Mais quelles batailles ! Les « guesdistes » s’acharnaient après moi, le collaborateur d’Hervé, la forte tête des insurrectionnels. Ils n’étaient, d’ailleurs, pas en nombre. La section, dans sa presque totalité, était gagnée à l’hervéisme, ne rêvait qu’antimilitarisme, émeutes, grèves générales, exploits de Mlle Cizaille !…

Un soir, je fus désigné comme délégué au Congrès fédéral de la Seine et, de là, au Congrès national de Toulouse. Malheureusement je n’étais pas en règle. Il fallait, si mes souvenirs sont exacts, deux années de parti pour avoir droit à un mandat, et il me manquait une quinzaine de jours. Un affreux guesdiste signala l’irrégularité à la section. Chahut. On décida de télégraphier à Toulouse, pour me rappeler. Le père Lavaud, secrétaire de la Fédération de la Seine, était très embarrassé.

— Ne t’en fais pas, lui dis-je, j’arrangerai les choses à mon retour.

Mais, revenu à Paris, je constatai que c’était beaucoup moins facile qu’il ne m’avait paru. Les camarades étaient à cheval sur les règlements. Je fus mis en accusation. Mes amis n’osaient pas me défendre. Pensez donc. Je m’étais montré indiscipliné. Terrible situation.

Je m’avisai alors d’un stratagème. J’avertis mes partisans et, le soir historique venu, j’essuyai sans broncher les mercuriales les plus dures et les plus pâteuses. Je me tenais, à mon banc, comme un coupable. Quand l’orage eut passé, je me levai :

— Camarades, dis-je, je vous propose de voter, la motion dont je vais vous donner lecture.

◆ Consigne ◆
Pouvez-vous reprendre le passage du récit allant de « Mais, revenu à » jusqu'à « vous donner lecture. », en substituant « subterfuge » à « stratagème » ?

Entrées de localisation d'objets dans l'image:
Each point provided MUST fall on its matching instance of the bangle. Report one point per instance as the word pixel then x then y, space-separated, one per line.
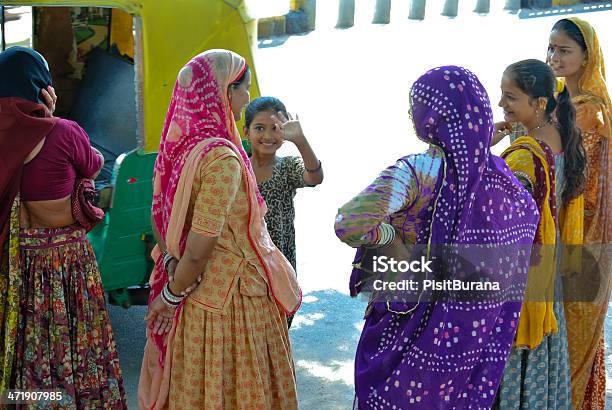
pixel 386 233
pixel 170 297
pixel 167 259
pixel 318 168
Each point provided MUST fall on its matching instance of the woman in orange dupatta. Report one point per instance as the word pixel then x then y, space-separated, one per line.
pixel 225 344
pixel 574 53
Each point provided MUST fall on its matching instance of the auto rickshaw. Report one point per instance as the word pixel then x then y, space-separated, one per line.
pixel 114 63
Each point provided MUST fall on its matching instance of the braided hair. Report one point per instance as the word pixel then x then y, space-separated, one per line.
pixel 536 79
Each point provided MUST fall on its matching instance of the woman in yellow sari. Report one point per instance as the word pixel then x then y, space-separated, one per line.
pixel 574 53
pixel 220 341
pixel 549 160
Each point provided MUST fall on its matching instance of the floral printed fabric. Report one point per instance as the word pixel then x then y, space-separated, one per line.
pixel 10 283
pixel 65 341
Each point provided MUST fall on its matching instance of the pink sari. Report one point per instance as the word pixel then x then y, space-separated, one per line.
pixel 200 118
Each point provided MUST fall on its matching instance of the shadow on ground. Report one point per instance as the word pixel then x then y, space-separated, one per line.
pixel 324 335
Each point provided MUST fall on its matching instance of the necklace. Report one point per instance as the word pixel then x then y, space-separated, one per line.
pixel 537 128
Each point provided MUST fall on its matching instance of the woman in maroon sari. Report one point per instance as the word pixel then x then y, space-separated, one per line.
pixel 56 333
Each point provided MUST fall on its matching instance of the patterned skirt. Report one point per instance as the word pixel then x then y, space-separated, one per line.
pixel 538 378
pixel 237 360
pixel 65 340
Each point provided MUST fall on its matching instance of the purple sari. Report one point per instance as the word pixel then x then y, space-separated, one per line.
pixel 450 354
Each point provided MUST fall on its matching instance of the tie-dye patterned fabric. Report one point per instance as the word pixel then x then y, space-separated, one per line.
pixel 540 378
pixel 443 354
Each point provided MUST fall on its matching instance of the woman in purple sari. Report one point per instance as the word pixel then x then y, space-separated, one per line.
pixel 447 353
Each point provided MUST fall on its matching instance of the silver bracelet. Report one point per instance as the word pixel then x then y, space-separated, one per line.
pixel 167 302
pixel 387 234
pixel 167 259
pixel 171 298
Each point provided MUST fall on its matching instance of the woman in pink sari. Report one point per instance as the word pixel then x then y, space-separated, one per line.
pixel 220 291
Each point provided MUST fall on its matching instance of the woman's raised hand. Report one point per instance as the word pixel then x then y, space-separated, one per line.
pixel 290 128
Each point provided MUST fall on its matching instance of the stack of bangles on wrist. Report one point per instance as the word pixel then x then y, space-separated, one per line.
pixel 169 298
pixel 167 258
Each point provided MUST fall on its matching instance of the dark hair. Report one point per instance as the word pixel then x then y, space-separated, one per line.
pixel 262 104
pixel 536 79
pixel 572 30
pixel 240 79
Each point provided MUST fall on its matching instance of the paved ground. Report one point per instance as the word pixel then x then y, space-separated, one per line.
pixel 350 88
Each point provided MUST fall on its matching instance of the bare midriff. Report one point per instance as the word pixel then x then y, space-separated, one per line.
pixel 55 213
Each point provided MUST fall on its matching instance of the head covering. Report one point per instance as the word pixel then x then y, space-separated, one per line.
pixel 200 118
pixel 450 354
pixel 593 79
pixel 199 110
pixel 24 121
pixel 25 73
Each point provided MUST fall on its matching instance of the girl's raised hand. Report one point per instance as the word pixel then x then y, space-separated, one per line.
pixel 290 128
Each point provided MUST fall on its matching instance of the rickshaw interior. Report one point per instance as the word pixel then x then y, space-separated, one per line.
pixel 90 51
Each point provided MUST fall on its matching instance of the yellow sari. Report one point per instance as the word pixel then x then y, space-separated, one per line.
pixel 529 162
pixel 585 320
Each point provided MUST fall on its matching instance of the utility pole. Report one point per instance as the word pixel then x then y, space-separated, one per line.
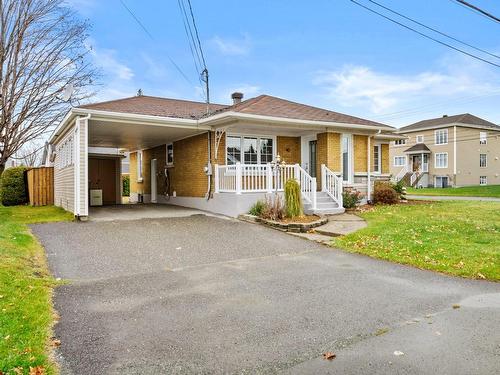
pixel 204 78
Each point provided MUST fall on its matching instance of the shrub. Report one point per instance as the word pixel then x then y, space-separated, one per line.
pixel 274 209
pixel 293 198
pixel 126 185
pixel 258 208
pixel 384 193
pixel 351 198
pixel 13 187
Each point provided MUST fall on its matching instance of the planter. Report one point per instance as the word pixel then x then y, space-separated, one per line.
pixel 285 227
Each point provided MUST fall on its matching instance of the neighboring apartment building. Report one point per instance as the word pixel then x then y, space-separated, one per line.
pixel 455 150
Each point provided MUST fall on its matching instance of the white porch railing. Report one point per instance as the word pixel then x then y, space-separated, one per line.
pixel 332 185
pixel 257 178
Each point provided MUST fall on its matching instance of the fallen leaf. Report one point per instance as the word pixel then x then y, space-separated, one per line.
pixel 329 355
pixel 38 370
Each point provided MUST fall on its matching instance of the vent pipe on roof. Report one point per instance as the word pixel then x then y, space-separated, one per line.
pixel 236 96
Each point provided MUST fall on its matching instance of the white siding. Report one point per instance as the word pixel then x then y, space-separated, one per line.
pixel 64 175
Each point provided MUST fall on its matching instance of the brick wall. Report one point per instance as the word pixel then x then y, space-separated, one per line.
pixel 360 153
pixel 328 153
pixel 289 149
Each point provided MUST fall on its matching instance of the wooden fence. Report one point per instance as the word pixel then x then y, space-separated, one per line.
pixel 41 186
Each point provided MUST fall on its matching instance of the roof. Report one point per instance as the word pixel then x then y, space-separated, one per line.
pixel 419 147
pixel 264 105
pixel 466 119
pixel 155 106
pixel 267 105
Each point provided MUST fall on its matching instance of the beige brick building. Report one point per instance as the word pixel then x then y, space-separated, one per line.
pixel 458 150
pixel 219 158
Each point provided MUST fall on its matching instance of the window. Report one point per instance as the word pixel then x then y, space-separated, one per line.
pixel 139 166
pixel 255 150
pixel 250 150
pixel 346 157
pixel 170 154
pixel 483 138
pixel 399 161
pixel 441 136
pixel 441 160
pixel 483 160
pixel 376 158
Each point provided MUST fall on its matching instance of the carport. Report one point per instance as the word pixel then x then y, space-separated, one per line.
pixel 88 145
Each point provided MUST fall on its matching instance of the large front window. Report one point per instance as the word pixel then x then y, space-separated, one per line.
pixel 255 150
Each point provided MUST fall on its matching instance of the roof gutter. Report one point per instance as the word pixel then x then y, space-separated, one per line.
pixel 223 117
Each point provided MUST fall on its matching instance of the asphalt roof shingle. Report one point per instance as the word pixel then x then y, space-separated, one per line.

◆ Réponse attendue ◆
Mais, revenu à Paris, je constatai que c’était beaucoup moins facile qu’il ne m’avait paru. Les camarades étaient à cheval sur les règlements. Je fus mis en accusation. Mes amis n’osaient pas me défendre. Pensez donc. Je m’étais montré indiscipliné. Terrible situation.

Je m’avisai alors d’un subterfuge. J’avertis mes partisans et, le soir historique venu, j’essuyai sans broncher les mercuriales les plus dures et les plus pâteuses. Je me tenais, à mon banc, comme un coupable. Quand l’orage eut passé, je me levai :

— Camarades, dis-je, je vous propose de voter, la motion dont je vais vous donner lecture.